## What you need to do
[1] Decide whether each of the following statements agrees with the article on ARC's survey of investor risks for 2025. Answer yes or no for each, and quote the deciding words of the article.
(a) The survey polled 98 wealth management chief investment officers.
(b) Rising inflation was the single largest concern named by respondents.
(c) Sentiment towards US equities is the least favorable of all the regions.
[2] Write the next part of the article on ARC's survey of investor risks for 2025, starting after its final sentence.

## Text block
Surveys
Trade Wars, Inflation, Equity Concentration Biggest Investor Risks In 2025 – ARC
Asset Risk Consultants has just released its global sentiment survey of 98 wealth management chief investment officers on key investor risks for 2025.
The latest wealth manager sentiment survey of chief investment officers (CIOs) from UK-based Asset Risk Consultants (ARC) shows that while positive sentiment towards equities has increased with a new year on the horizon, investors need to watch out for several key risks in 2025.
The ARC Market Sentiment Survey, a quarterly poll examining the 12-month outlook for the major asset classes and sectors, shows that the net sentiment towards equities has increased to 56 per cent from 21 per cent over the past 12 months.
ARC asked 98 CIOs to name the greatest risks facing investors in
2025. Trade wars emerge as the single largest concern (23.8 per
cent), reflecting fears of escalating protectionism and its
impact on global supply chains, the survey reveals. Rising
inflation (20.7 per cent) also remains at the forefront of
managers' minds, underscoring lingering unease about persistent
price pressures and monetary policy responses.
ARC, which has offices in the UK and the Channel Islands, has
spoken about its role in gathering data from wealth managers –
traditionally a relatively opaque sector when it comes to
divulging performance.
Debt worries
Sovereign debt levels (15 per cent) reflect concerns about
mounting fiscal imbalances, particularly as governments grapple
with post-pandemic borrowing. While equity sector concentration
(14.3 per cent) points to unease over valuations and the
dominance of a few sectors or companies, creating potential
systemic risks, respondents favour financials, closely followed
by healthcare and IT.
The survey also reveals that the sentiment towards UK, Japanese, emerging market and European equities has fallen, with net sentiment towards the latter now in negative territory. Sentiment towards US equities is the most favourable, out of all the regions. Investment positioning changed as a result of the US presidential elections, with 34 per cent of respondents increasing their overall US exposure.

## Data extract

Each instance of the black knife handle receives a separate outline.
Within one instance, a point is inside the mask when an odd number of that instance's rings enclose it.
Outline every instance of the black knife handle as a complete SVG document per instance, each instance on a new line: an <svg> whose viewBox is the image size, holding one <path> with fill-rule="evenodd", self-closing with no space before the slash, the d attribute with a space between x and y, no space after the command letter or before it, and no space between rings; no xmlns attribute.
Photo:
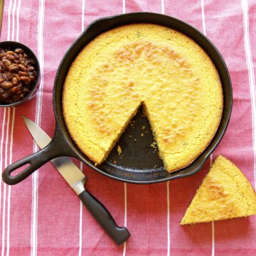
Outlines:
<svg viewBox="0 0 256 256"><path fill-rule="evenodd" d="M109 212L92 195L84 190L78 196L92 215L117 244L121 244L129 238L131 234L128 230L125 227L118 227Z"/></svg>

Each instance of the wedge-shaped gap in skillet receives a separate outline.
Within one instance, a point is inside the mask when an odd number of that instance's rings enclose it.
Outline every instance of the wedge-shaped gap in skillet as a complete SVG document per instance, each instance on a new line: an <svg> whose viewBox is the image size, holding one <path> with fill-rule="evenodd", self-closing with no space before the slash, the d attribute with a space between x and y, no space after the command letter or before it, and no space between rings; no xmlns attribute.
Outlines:
<svg viewBox="0 0 256 256"><path fill-rule="evenodd" d="M140 170L143 172L157 168L163 170L163 161L158 154L157 143L141 105L104 165L108 166L109 171L116 166L121 169L132 169L132 171Z"/></svg>

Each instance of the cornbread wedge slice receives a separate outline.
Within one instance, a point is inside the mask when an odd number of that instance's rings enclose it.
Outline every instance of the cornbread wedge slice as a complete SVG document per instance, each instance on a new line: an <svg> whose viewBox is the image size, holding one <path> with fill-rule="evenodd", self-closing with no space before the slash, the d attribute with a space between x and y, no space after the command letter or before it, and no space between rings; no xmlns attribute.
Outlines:
<svg viewBox="0 0 256 256"><path fill-rule="evenodd" d="M180 225L256 214L256 195L241 171L222 156L215 160Z"/></svg>

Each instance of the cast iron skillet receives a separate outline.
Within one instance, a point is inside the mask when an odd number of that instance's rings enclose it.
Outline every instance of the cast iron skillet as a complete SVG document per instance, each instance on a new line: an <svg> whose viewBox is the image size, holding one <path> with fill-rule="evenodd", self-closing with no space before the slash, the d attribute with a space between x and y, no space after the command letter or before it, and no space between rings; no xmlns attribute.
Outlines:
<svg viewBox="0 0 256 256"><path fill-rule="evenodd" d="M141 124L144 122L143 118L138 118L138 124L134 124L135 128L131 131L125 132L122 136L118 142L123 150L121 156L118 156L116 150L113 150L108 159L100 166L95 166L76 147L69 136L64 122L62 113L63 86L68 68L77 54L86 44L102 32L121 25L140 22L163 25L180 31L193 39L211 57L218 70L223 86L223 112L213 140L194 162L172 173L164 170L163 163L150 147L152 142L152 140L150 141L152 138L148 137L146 140L143 137L143 140L137 140L136 143L134 143L129 136L131 132L133 132L134 137L137 136L138 139L140 137ZM40 151L7 167L3 173L3 179L8 184L17 184L51 159L64 156L77 158L99 173L123 182L149 184L190 176L202 168L207 157L221 141L229 122L232 104L231 82L225 61L209 40L194 28L177 19L153 13L132 13L99 19L89 25L70 46L57 70L53 91L56 130L52 141ZM147 125L146 130L149 130L148 134L150 134L148 124L147 122L145 124ZM113 159L116 161L116 164L113 163ZM15 176L11 175L13 171L26 164L30 165Z"/></svg>

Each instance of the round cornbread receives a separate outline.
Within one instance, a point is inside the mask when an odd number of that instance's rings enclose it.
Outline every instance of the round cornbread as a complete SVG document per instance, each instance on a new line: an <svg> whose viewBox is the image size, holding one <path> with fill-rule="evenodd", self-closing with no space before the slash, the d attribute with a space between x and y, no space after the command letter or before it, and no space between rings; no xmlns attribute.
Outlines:
<svg viewBox="0 0 256 256"><path fill-rule="evenodd" d="M220 124L218 72L193 40L164 26L125 25L97 36L64 84L63 115L77 147L102 163L141 104L166 170L185 167Z"/></svg>

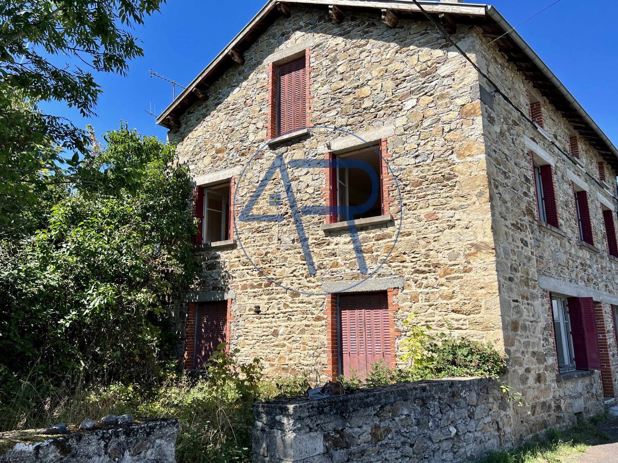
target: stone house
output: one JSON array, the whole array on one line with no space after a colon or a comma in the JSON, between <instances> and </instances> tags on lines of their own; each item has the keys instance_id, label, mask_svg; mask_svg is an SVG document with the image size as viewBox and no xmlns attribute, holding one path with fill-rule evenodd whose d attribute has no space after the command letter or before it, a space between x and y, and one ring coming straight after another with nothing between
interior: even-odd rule
<instances>
[{"instance_id":1,"label":"stone house","mask_svg":"<svg viewBox=\"0 0 618 463\"><path fill-rule=\"evenodd\" d=\"M618 150L491 6L271 0L158 122L201 227L187 368L394 367L415 313L504 349L522 433L618 392Z\"/></svg>"}]
</instances>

## List of answers
[1]
(a) Yes: "its global sentiment survey of 98 wealth management chief investment officers"
(b) No: "Trade wars emerge as the single largest concern (23.8 per cent)"
(c) No: "Sentiment towards US equities is the most favourable, out of all the regions."

[2]
Bonds have fallen out of favour, with net sentiment of +5 down from +43 last quarter but sentiment towards small caps and private equity has increased, the survey reveals.
“The reality is that many of the risks are interlinked. Trade wars combined with a China slowdown could lead to heightened Taiwan tensions which would lead to fears over advanced node semiconductor manufacturing, which in turn would impact many of the Magnificent Seven (Apple, Microsoft, Google parent Alphabet, Amazon, Nvidia, Meta Platforms and Tesla),” Dr James Cooke, deputy CIO at ARC, said. “Inflation rising too much could force central banks to tighten monetary policy more aggressively and the money supply is a significant detriment to the return on risk assets.”
“On the brighter side, there continues to be rather a lot of cash in money market funds or 'dry powder'. We would not be too surprised to find 2025 is a year of heightened 'animal spirits' and increased M&A activity which tends to be good overall for equity prices, particularly of slightly smaller companies,” he said. “Perhaps this means we will actually see the broadening out of equity markets that many managers talked about around this time last year."
The ARC Indices collect performance of more than 350,000 investment portfolios, net of fees, supplied by more than 140 investment managers to establish the actual returns that clients get. Managers covered by the data include Barclays Wealth, Brewin Dolphin, Investec, Rathbones and UBS.